DOCUMENT EXCERPT:
● ● ● ● ● ● ●

This side event will provide an introduction to the UNEP Programme in the Congo, including the following:

UNEP will report on our programme to assist the Congolese govt, including the post-conflict assessment, assistance with the environmental framework law, and facilitation of a stakeholder dialogue in the Virungas region.
The DR Congo government will outline its current and future actions.
The GRASP partnership will outline their latest activities in the country, including new funding for gorilla and chimpanzee conservation activities in Eastern DRC.
CMS will announce latest developments on the Gorilla Agreement, which comes into force on June 1.

● ● ● ● ● ● ●

SUPPLIED DATA:
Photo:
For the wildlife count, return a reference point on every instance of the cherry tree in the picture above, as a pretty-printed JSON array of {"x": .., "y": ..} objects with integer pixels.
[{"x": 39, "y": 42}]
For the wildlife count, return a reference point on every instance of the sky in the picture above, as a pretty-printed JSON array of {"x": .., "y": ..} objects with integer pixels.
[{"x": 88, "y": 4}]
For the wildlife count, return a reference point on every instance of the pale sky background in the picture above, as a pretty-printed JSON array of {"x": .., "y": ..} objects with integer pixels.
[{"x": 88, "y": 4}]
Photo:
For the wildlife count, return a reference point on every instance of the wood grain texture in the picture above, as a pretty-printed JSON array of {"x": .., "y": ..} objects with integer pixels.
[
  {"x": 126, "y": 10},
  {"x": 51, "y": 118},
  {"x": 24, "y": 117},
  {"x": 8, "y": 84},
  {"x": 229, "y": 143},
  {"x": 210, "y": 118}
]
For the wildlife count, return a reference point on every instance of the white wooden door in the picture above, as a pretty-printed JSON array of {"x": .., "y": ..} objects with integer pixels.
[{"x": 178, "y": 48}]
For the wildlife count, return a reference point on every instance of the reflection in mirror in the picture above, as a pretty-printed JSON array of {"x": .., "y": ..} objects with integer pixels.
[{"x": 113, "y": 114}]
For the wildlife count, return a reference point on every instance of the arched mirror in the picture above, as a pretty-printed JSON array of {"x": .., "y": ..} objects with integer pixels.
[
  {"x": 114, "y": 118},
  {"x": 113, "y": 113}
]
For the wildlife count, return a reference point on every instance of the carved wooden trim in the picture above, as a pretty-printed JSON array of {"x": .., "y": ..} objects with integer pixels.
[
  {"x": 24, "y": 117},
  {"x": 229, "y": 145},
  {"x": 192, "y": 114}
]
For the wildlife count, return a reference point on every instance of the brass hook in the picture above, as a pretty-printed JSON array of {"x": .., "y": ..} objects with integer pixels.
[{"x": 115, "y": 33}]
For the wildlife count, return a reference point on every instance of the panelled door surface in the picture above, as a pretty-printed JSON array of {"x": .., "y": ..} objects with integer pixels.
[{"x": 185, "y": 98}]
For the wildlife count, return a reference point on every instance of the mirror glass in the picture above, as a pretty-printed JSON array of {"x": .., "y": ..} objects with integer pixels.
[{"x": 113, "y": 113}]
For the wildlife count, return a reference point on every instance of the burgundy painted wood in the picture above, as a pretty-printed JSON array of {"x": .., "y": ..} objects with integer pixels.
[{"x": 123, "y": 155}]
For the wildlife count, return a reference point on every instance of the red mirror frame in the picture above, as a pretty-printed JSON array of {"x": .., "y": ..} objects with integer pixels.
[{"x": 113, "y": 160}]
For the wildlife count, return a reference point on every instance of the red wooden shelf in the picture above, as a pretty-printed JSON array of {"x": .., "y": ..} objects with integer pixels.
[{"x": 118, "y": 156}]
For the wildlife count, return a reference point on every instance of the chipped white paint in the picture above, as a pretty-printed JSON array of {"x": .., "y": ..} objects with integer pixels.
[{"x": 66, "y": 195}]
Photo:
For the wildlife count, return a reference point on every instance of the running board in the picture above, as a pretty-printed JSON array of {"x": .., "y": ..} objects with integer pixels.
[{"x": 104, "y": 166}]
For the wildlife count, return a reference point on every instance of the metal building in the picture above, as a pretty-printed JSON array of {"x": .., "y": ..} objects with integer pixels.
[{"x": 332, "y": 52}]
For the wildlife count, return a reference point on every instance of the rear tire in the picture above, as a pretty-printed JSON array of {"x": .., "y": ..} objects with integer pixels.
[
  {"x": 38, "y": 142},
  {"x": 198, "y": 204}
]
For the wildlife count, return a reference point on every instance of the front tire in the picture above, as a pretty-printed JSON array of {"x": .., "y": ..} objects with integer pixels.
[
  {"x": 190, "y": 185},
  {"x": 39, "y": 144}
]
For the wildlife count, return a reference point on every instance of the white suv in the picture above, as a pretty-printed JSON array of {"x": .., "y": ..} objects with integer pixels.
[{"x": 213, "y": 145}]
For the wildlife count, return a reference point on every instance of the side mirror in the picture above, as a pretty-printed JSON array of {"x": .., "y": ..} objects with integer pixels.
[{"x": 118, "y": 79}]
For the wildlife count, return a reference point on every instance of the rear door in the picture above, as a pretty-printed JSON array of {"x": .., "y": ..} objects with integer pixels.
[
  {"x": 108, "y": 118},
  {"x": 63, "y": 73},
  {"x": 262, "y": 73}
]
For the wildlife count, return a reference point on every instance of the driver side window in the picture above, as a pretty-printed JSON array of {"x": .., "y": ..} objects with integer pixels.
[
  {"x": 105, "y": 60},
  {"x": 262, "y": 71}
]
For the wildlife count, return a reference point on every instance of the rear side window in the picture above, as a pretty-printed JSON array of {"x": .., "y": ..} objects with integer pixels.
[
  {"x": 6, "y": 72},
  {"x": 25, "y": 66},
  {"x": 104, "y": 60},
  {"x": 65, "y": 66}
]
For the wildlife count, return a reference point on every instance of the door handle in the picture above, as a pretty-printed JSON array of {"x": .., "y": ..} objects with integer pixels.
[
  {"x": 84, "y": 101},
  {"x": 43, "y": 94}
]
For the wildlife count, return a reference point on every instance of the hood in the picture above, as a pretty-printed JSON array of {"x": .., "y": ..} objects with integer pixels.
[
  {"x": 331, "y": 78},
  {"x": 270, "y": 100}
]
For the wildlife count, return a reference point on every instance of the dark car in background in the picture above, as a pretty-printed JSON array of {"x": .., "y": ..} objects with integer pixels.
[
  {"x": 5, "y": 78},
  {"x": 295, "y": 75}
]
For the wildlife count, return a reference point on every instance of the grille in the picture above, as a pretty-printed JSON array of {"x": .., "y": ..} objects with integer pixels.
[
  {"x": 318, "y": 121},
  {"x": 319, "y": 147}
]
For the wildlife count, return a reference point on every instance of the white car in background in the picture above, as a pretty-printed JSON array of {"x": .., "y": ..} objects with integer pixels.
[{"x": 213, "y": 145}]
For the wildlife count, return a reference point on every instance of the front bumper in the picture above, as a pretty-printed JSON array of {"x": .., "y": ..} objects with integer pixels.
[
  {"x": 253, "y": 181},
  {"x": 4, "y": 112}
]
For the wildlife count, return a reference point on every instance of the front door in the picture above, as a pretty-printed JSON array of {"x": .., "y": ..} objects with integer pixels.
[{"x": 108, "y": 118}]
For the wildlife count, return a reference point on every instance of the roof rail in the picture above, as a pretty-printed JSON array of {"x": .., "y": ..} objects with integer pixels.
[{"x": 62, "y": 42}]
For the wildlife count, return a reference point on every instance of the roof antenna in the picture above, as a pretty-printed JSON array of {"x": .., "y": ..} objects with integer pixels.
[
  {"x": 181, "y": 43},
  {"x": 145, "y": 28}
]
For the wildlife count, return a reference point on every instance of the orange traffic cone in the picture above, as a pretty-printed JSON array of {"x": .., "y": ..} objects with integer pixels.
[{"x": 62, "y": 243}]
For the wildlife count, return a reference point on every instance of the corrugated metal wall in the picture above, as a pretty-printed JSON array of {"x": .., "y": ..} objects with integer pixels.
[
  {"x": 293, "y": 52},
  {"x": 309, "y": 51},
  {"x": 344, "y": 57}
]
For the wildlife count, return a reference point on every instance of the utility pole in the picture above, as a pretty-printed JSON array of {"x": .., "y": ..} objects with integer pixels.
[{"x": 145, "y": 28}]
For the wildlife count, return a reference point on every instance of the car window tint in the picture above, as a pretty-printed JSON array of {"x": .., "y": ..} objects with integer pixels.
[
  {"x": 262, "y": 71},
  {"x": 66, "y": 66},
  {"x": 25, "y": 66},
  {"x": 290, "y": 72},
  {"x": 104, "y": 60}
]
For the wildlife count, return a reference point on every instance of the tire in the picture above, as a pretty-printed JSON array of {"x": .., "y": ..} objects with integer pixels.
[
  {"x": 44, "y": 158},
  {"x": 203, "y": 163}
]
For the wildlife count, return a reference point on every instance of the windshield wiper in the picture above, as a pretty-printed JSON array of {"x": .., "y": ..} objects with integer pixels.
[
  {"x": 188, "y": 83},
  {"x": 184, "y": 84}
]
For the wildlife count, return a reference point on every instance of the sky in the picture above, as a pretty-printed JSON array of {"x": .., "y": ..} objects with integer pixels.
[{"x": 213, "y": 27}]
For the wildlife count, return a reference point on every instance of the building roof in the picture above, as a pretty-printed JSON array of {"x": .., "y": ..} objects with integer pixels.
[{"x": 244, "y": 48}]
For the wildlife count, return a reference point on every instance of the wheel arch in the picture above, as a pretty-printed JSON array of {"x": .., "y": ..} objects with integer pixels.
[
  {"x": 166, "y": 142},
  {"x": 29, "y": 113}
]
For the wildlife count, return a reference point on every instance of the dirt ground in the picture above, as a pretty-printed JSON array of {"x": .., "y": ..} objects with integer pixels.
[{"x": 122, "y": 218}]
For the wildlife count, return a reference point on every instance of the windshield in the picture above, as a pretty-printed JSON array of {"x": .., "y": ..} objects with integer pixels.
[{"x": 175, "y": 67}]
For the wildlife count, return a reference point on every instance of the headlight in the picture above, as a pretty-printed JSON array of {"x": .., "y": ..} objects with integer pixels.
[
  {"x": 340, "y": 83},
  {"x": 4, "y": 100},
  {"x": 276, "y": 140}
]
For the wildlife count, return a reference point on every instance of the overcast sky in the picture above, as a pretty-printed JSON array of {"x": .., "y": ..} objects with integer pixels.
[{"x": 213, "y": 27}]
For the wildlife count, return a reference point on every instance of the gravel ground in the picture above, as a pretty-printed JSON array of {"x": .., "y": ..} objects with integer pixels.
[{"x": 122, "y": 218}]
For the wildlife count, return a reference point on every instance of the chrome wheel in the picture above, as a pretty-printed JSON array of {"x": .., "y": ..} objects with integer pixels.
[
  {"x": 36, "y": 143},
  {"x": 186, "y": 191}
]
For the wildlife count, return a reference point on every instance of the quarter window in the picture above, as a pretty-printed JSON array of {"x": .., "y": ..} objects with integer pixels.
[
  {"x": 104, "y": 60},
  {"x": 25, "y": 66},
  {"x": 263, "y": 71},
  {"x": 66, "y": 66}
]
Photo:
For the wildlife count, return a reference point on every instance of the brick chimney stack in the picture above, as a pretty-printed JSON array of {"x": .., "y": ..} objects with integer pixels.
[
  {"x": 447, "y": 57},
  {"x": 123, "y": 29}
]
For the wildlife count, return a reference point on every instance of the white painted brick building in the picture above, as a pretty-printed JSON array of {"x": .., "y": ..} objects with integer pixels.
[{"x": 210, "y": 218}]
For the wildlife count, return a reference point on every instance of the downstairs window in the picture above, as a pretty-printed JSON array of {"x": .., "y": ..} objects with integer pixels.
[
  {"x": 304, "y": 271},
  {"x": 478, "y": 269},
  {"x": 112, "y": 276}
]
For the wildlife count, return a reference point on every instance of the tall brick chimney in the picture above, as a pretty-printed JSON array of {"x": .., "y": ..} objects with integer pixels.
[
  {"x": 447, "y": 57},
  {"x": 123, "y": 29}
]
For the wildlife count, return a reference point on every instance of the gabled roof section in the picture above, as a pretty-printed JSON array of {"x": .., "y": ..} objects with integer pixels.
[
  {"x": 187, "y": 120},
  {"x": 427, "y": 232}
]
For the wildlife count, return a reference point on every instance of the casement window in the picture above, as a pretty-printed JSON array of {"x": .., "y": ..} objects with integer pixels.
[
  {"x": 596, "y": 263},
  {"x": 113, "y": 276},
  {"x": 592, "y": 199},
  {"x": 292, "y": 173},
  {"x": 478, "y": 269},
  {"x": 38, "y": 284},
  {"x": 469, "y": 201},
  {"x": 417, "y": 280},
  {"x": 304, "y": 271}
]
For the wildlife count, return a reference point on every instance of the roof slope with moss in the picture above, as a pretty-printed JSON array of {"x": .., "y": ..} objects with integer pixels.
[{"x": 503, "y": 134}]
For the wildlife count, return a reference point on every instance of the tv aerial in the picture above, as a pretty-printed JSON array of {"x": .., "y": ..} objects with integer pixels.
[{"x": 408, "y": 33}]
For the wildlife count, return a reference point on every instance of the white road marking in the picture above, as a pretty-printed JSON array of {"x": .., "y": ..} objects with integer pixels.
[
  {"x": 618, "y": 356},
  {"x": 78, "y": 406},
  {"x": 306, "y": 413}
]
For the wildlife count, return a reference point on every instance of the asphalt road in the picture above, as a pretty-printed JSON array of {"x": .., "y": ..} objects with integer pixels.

● ● ● ● ● ● ●

GOALS:
[1] Do these statements agree with the UNEP Congo side-event text? For each, answer yes or no and quote the deciding words.
(a) The Gorilla Agreement comes into force on June 1.
(b) The GRASP partnership will report on the post-conflict assessment.
(c) The new funding is for conservation activities in Western DRC.
[2] Answer from the UNEP Congo side-event text:
(a) In which region will UNEP facilitate a stakeholder dialogue?
(b) What will the DR Congo government outline?
(c) Who will announce the latest developments on the Gorilla Agreement?
[3] Continue the UNEP Congo side-event text after its last sentence.

OUTPUTS:
[1]
(a) Yes: "which comes into force on June 1"
(b) No: "UNEP will report on our programme to assist the Congolese govt, including the post-conflict assessment"
(c) No: "new funding for gorilla and chimpanzee conservation activities in Eastern DRC"

[2]
(a) The Virungas region
(b) Its current and future actions
(c) CMS

[3]
CITES will report on latest figures the Monitoring the Illegal Killing of Elephants (MIKE) programme has collected from Eastern DRC
UNESCO will report on their activities regarding World Heritage Sites in Danger
Professor Ian Swingland will discuss how DRC can benefit from using the market effectively to conserve its biodiversity

For further details, contact:  melanie.virtue at unep.org
 marie.khan at cbd.int or
David Ainsworth at 0170 558 5819 (until 30 May)  david.ainsworth at cbd.int
Information for journalists
To access the live webcast, please visit the home page of the CBD website,
www.cbd.int, and follow the links indicated.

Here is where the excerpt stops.